This project is a simple implementation of a Question Answering System built using LangChain and Transformers. It utilizes document embedding, vector search, and a question-answering pipeline to extract answers from a given text document.
- Document Parsing: Loads a text document and splits it into manageable chunks.
- Vector Search: Uses FAISS for efficient similarity search within the document.
- Embeddings: Employs HuggingFace's
sentence-transformers/all-MiniLM-L6-v2
for text embeddings. - Question Answering: Utilizes
distilbert-base-cased-distilled-squad
for answering questions based on the retrieved context. - Extensible Configuration: Customize questions and documents easily through the
Config
class.

--

▸ Objective 1: Pull out each line of the listing below that contains the string "glasses".

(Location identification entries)
--

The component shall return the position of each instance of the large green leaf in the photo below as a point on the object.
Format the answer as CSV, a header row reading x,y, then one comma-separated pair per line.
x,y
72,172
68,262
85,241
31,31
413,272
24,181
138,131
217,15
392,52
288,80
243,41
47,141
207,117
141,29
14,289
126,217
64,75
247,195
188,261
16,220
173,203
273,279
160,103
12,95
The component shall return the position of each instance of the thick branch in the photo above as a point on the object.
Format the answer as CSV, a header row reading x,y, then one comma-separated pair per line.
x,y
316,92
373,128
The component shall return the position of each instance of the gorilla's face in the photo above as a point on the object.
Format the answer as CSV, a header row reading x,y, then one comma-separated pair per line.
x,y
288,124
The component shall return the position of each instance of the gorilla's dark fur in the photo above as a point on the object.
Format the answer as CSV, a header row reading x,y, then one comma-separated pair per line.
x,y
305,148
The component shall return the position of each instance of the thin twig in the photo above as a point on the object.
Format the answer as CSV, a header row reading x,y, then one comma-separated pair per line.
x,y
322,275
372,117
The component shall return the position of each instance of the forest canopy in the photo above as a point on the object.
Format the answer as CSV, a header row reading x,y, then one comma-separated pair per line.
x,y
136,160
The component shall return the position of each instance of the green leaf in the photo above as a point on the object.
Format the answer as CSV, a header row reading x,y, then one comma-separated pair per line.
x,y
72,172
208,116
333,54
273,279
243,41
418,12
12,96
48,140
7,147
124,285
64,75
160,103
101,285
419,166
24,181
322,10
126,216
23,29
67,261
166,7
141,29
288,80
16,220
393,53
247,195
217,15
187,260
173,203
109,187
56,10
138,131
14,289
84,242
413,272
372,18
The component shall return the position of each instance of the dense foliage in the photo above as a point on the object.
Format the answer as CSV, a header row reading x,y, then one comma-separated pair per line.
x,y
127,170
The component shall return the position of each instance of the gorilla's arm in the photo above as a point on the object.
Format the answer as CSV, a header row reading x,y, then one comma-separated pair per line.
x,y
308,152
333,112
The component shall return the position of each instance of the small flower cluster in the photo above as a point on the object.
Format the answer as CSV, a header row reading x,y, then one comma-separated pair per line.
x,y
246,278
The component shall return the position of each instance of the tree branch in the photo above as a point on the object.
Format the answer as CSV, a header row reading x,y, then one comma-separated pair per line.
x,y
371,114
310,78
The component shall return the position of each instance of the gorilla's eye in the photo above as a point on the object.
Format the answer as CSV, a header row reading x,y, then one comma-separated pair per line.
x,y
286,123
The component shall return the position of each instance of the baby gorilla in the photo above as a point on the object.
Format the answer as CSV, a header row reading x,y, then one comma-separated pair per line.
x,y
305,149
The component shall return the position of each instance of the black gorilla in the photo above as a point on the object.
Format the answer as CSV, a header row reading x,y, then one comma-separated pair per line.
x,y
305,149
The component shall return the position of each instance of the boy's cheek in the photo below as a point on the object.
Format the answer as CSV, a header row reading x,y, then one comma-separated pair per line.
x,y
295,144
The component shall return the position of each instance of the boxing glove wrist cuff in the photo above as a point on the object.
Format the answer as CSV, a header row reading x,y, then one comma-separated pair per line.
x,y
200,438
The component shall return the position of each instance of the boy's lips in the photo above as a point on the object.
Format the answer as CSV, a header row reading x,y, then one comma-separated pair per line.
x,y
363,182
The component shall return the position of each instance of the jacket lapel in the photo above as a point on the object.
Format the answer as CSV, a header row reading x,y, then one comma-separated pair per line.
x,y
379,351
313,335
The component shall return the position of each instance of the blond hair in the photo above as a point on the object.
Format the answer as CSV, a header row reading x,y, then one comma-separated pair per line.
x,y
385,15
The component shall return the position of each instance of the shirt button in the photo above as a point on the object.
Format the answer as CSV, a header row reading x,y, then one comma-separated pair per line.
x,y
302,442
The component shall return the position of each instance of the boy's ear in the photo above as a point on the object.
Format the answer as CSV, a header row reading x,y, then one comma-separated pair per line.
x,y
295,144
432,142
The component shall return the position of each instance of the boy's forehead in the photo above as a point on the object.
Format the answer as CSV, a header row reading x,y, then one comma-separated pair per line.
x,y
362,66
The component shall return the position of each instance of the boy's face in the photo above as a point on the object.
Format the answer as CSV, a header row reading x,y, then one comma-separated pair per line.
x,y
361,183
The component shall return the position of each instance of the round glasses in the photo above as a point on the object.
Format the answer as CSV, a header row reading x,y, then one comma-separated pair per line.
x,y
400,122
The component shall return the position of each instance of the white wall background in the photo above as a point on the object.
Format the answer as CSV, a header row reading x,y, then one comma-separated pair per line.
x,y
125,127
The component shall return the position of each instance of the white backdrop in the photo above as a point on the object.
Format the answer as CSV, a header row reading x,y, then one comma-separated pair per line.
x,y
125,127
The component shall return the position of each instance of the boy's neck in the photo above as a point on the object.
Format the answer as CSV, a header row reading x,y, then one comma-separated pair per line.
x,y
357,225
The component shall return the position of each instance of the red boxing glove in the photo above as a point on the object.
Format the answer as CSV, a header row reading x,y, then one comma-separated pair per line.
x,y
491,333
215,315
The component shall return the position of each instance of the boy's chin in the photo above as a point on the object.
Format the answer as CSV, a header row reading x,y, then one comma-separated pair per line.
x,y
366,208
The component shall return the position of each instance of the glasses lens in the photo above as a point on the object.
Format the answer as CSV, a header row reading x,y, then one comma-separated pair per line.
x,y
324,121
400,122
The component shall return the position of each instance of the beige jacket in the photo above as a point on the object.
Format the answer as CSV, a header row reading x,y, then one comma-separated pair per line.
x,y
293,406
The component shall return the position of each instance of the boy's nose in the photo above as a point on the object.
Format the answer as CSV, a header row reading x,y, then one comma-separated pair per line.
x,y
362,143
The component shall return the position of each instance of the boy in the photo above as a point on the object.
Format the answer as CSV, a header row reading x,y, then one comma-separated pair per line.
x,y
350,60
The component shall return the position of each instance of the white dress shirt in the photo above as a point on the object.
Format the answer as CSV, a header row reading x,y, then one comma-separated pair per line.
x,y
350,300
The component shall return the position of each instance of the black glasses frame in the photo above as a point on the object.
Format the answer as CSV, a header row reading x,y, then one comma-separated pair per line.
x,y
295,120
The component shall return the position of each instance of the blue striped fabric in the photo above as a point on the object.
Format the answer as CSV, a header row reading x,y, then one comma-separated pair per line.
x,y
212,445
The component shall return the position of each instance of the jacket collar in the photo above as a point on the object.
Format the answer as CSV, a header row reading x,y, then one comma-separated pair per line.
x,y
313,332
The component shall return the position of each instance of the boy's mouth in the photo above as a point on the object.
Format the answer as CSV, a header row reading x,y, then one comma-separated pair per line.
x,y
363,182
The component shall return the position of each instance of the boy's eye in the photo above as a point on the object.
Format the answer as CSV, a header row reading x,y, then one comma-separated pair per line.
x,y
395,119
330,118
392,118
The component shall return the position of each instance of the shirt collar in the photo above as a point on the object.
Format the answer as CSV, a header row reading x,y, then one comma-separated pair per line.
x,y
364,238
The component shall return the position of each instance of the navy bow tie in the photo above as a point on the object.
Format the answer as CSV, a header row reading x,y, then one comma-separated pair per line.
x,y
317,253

--

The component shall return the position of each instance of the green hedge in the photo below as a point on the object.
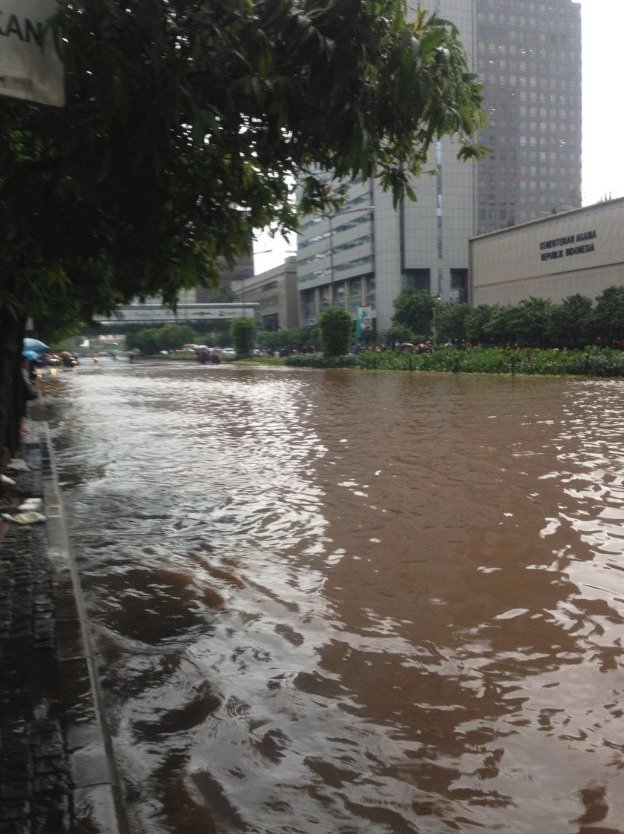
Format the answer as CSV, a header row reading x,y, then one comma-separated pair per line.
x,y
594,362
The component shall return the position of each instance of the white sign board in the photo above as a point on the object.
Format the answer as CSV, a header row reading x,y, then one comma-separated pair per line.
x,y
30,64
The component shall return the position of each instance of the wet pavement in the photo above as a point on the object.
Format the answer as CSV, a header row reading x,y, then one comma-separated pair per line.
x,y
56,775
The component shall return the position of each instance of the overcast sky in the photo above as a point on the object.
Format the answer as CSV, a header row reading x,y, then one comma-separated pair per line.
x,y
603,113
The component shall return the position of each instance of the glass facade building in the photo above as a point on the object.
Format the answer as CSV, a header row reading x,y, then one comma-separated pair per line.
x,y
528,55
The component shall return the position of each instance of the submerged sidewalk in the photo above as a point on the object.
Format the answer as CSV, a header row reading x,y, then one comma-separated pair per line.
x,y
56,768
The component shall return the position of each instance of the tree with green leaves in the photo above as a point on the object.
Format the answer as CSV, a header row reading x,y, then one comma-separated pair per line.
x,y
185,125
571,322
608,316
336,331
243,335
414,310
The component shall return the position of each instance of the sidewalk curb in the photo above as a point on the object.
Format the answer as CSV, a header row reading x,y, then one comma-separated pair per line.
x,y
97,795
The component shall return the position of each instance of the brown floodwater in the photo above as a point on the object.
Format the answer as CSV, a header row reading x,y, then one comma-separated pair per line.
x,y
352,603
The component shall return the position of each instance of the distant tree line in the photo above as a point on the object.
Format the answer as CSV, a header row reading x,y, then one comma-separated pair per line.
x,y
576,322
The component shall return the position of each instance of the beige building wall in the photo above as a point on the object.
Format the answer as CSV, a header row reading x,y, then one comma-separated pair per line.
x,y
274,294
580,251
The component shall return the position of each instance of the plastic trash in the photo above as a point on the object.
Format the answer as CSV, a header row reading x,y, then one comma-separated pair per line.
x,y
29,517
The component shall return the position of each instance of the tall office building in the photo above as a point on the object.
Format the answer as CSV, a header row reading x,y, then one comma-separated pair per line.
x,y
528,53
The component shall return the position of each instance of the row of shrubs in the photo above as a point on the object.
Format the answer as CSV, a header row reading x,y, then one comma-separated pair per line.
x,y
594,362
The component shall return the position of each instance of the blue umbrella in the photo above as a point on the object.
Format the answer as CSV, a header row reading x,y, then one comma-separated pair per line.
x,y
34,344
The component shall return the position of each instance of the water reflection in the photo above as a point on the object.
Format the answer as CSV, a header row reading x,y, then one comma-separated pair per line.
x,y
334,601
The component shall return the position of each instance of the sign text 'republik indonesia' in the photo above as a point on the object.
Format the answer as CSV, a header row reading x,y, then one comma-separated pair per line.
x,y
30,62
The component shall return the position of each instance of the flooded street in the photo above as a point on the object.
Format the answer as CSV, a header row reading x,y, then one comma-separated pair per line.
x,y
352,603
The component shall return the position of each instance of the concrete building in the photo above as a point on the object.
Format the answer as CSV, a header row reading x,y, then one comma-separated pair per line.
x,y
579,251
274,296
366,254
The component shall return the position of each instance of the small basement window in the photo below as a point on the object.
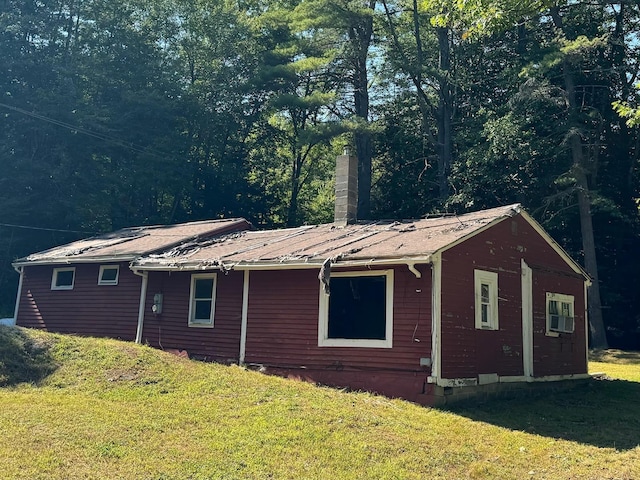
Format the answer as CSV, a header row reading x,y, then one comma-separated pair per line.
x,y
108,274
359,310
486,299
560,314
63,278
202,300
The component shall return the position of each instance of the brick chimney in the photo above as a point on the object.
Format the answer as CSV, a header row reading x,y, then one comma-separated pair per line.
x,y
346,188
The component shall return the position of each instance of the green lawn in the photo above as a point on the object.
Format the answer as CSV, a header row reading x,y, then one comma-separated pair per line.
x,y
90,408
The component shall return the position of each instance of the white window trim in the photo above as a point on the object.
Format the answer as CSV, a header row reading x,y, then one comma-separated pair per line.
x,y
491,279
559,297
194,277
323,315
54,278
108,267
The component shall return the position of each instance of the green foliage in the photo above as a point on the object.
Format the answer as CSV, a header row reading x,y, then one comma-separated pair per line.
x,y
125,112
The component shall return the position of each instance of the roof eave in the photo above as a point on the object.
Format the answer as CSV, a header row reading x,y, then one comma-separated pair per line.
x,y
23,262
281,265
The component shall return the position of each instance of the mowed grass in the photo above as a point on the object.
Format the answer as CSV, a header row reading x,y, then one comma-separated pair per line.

--

▸ Objective 2: Translate this sentence from the question answering project description into Spanish: "This project is a simple implementation of a Question Answering System built using LangChain and Transformers."

▸ Exercise result 1:
The component shall return the position of each instance of the round glasses in the photo above as a point on the object.
The component shall return the position of each instance of the glasses lens in the photo above as a point on the object.
The component shall return the position of each instance of the black glasses frame in the photo above as a point on the object.

▸ Exercise result 2: Este proyecto es una implementación sencilla de un sistema de respuesta a preguntas construido con LangChain y Transformers.